[begin EXERCISE MATERIALS]

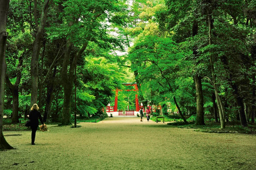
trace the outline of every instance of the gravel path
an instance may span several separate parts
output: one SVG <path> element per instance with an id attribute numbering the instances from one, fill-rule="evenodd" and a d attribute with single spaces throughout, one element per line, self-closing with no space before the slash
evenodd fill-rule
<path id="1" fill-rule="evenodd" d="M 140 120 L 48 125 L 49 131 L 37 132 L 35 145 L 30 131 L 4 132 L 17 149 L 0 151 L 0 170 L 256 169 L 255 135 L 203 133 Z"/>

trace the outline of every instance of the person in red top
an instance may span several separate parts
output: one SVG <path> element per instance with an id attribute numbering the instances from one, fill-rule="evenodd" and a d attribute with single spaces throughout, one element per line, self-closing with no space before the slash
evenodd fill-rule
<path id="1" fill-rule="evenodd" d="M 146 116 L 147 116 L 147 120 L 148 121 L 149 121 L 149 118 L 150 118 L 150 109 L 149 107 L 148 107 L 146 110 Z"/>
<path id="2" fill-rule="evenodd" d="M 38 105 L 37 104 L 34 104 L 30 109 L 29 114 L 27 115 L 29 119 L 30 120 L 31 122 L 31 125 L 30 125 L 32 132 L 31 133 L 31 144 L 32 145 L 35 144 L 35 133 L 36 132 L 36 130 L 38 127 L 38 124 L 39 124 L 38 118 L 40 120 L 42 125 L 43 125 L 44 124 L 44 121 L 43 121 L 42 116 L 41 115 L 41 113 L 40 113 L 40 112 L 38 111 L 39 109 L 39 108 Z"/>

[end EXERCISE MATERIALS]

Recast every line of the listing above as a Markdown table with the columns "No." and "Line," numbering the rows in order. Omit blank lines and the pictures.

| No. | Line |
|---|---|
| 1 | trace the outline of every instance of the gravel path |
| 2 | an instance may span several separate parts |
| 3 | output: one SVG <path> element per instance with an id attribute numbering the instances from one, fill-rule="evenodd" and a d attribute with single spaces throughout, one element per line, self-closing with no space before the slash |
| 4 | evenodd fill-rule |
| 5 | <path id="1" fill-rule="evenodd" d="M 140 120 L 48 125 L 49 131 L 37 132 L 35 145 L 30 131 L 4 132 L 17 149 L 0 151 L 0 170 L 256 169 L 255 135 L 203 133 Z"/> |
| 6 | trace the outline of every instance of the person in red top |
| 7 | an instance may span several separate parts |
| 8 | output: one SVG <path> element per instance with an id attribute numbering the instances from one, fill-rule="evenodd" and a d attribute with single spaces throughout, one element per line, self-closing with no space before the slash |
| 9 | evenodd fill-rule |
| 10 | <path id="1" fill-rule="evenodd" d="M 146 116 L 147 116 L 147 120 L 148 121 L 149 121 L 149 118 L 150 118 L 150 109 L 149 107 L 148 107 L 146 110 Z"/> |
| 11 | <path id="2" fill-rule="evenodd" d="M 38 105 L 37 104 L 34 104 L 30 109 L 29 114 L 27 115 L 29 119 L 30 120 L 31 122 L 31 125 L 30 125 L 32 132 L 31 133 L 31 144 L 32 145 L 35 144 L 35 133 L 36 132 L 36 130 L 38 127 L 38 124 L 39 124 L 38 118 L 40 120 L 42 125 L 43 125 L 44 124 L 44 121 L 43 121 L 42 116 L 41 115 L 41 113 L 40 113 L 40 112 L 38 111 L 39 109 L 39 108 Z"/> |